Format the lines of the listing below as a numbered list, starting with the line that contains "above for grass" and going on through the line that contains "for girl's smile". Leave out any blank lines.

* Supplied material:
==============================
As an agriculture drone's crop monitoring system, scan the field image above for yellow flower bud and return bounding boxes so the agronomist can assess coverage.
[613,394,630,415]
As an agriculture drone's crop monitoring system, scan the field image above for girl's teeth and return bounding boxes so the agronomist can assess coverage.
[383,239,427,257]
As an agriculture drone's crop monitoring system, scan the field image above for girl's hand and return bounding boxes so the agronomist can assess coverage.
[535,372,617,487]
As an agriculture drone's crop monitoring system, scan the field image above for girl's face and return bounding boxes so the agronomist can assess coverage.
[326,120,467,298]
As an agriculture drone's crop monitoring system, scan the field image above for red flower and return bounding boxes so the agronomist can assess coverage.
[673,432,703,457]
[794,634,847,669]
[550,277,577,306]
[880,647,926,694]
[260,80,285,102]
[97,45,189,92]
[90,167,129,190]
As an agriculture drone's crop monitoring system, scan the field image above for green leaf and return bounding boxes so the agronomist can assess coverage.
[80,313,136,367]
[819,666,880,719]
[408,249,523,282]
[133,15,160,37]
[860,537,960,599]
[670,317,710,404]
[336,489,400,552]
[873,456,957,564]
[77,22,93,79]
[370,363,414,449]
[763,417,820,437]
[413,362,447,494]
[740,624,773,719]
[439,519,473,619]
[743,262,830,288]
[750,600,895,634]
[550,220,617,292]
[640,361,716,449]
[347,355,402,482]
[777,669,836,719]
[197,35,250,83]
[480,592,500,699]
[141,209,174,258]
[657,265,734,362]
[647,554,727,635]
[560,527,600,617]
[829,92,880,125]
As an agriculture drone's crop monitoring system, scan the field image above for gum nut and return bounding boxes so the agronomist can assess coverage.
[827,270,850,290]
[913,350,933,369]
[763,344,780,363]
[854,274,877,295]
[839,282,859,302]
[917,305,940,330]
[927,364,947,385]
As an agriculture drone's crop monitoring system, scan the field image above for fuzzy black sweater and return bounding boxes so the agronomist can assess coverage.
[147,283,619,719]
==============================
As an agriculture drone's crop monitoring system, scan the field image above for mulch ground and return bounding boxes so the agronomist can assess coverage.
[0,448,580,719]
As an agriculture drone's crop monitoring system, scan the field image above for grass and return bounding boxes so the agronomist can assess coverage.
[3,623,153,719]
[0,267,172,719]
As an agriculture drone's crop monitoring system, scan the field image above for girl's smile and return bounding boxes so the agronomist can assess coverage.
==============================
* Written answer:
1. As an agriculture drone's crop monitoring system, scan the field image above for grass and return bounding boxes so the agronomist can assess coverage.
2. [3,623,153,719]
3. [0,267,172,719]
4. As an agriculture drone's crop monitoring system, scan the field image above for girl's smile and return bounding boxes so the agronomist can assess coverage.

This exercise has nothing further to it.